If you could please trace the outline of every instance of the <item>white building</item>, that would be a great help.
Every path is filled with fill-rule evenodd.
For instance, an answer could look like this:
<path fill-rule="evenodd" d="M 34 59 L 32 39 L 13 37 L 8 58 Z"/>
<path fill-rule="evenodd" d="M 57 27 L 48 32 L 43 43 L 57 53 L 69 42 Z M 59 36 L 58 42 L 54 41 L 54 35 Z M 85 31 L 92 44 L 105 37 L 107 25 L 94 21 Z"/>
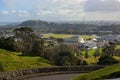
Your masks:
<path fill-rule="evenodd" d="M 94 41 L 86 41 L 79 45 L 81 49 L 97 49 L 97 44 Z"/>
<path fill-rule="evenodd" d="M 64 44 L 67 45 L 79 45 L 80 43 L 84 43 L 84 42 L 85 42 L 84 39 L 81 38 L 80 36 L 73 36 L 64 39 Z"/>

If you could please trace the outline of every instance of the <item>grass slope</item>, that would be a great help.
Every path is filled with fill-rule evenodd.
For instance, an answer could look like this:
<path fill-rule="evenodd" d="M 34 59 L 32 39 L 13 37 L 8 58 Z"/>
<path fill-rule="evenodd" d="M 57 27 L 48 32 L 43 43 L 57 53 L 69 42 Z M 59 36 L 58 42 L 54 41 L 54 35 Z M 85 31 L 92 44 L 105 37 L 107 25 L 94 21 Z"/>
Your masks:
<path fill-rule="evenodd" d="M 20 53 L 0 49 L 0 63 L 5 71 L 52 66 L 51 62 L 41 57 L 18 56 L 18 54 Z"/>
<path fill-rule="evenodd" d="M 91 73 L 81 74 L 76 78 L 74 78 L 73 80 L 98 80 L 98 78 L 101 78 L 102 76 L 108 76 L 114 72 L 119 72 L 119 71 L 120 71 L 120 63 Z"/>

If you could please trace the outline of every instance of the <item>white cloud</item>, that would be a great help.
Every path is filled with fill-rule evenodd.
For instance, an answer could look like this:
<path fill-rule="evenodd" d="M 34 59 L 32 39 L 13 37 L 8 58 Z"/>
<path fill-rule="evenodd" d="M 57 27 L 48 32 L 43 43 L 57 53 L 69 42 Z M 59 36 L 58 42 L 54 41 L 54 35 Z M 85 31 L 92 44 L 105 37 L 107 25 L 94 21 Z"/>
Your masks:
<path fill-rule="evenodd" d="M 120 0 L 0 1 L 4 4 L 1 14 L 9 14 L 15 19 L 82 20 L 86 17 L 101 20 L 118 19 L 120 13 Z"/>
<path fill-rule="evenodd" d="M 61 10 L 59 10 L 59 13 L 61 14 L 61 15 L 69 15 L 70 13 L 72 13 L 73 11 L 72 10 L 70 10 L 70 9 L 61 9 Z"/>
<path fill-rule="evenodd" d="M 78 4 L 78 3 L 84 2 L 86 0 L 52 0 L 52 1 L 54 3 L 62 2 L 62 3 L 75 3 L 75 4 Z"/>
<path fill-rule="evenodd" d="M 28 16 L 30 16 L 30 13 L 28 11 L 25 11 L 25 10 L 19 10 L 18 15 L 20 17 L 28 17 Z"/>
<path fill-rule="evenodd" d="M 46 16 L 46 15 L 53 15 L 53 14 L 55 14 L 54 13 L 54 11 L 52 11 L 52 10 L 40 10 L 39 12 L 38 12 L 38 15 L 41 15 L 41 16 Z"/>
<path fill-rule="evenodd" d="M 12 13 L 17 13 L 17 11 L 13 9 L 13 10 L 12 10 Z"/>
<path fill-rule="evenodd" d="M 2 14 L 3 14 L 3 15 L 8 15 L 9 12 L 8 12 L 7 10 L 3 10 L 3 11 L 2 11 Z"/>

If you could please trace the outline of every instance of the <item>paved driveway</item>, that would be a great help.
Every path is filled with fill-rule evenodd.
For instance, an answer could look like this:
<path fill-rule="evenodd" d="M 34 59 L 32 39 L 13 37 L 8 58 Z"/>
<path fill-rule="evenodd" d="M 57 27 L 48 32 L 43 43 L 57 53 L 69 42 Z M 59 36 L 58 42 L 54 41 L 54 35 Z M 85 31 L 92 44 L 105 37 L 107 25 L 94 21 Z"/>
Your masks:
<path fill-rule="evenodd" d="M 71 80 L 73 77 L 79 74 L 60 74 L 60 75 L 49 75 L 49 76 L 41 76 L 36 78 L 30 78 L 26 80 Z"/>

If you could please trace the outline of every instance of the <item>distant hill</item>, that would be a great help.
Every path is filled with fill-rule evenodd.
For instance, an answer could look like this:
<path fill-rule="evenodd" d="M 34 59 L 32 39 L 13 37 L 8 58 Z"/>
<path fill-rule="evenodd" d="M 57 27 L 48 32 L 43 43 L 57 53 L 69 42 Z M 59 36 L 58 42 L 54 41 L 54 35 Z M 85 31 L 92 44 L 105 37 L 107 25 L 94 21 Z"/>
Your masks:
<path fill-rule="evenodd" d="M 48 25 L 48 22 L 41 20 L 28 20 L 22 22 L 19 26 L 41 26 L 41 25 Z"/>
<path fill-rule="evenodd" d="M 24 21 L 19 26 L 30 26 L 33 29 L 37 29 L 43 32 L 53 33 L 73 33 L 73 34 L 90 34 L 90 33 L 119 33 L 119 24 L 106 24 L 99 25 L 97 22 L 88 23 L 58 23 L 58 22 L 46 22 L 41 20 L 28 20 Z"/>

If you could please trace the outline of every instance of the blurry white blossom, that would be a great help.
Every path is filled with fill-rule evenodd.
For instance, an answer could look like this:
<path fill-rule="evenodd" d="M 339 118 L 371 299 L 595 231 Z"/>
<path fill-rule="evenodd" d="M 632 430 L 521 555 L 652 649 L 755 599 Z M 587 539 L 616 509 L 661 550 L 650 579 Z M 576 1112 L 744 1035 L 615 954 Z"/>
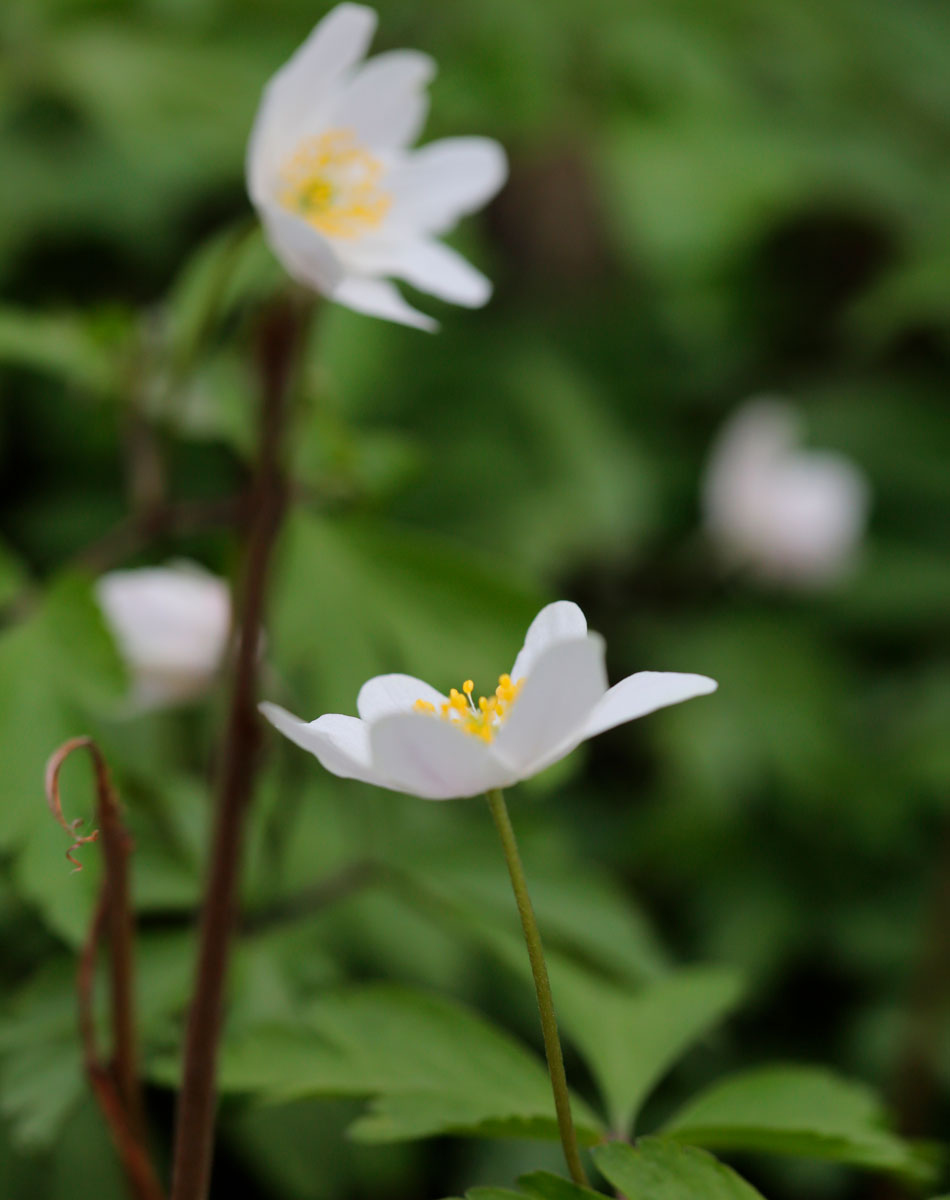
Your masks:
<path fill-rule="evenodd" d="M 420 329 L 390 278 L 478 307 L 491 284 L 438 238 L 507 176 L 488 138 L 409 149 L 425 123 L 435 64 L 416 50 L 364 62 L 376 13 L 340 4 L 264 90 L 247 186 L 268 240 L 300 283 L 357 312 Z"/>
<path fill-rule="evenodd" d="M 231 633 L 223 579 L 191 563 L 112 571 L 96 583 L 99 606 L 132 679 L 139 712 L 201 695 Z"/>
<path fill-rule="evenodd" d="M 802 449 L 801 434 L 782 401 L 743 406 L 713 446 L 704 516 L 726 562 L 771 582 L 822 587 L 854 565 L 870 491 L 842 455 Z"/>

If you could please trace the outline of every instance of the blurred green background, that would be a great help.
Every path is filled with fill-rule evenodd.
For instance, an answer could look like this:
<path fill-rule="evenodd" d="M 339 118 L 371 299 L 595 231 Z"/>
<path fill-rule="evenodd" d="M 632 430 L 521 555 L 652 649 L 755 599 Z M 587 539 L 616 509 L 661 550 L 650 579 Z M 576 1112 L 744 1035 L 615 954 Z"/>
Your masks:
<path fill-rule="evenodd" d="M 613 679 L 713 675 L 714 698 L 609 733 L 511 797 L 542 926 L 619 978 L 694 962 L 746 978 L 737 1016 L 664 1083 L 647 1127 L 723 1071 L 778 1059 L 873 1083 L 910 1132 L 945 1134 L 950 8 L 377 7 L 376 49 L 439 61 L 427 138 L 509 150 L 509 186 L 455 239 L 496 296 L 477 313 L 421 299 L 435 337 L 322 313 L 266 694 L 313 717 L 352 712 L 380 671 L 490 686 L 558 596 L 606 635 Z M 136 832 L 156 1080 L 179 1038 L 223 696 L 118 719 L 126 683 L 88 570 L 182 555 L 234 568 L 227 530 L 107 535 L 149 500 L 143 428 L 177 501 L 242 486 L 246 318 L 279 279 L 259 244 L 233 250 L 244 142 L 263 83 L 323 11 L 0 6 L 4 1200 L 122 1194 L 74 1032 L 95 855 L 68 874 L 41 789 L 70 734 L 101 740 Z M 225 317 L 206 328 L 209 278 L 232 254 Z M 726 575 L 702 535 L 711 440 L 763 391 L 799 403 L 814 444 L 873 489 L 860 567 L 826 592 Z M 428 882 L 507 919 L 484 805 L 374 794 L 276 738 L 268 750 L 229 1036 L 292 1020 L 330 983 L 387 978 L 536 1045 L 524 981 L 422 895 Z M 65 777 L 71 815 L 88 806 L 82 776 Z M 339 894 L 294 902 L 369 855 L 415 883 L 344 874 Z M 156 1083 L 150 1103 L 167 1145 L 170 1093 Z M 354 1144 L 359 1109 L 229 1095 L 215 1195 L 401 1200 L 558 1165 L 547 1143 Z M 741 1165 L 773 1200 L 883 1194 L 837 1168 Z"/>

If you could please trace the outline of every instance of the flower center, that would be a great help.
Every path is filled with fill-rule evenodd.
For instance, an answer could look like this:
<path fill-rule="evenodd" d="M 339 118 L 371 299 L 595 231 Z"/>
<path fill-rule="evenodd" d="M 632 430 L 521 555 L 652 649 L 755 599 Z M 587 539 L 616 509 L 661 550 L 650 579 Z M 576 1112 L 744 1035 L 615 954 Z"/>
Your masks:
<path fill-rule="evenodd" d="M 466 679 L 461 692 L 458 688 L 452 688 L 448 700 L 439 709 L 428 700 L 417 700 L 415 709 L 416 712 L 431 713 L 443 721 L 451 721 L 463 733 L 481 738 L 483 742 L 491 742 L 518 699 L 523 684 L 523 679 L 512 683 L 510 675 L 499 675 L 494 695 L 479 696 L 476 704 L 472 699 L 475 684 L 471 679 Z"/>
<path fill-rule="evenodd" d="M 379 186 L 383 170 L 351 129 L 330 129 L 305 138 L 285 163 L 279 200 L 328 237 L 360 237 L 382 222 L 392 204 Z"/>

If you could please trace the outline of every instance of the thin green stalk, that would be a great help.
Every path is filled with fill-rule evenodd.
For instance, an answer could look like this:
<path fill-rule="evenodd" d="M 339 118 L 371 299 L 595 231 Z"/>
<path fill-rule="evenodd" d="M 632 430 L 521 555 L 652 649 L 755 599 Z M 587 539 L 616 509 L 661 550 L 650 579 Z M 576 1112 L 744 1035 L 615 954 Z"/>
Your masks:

==============================

• [What you should do]
Give back every line of the listing where the word "white" shows up.

• [Result below]
If you could please trace the outline of every instance of the <item>white building</item>, that would be a great help.
If you could please trace the outline of every instance of the <item>white cloud</item>, that would be a great help.
If you could please trace the outline of every instance of the blurry white blossom, that would be a great help.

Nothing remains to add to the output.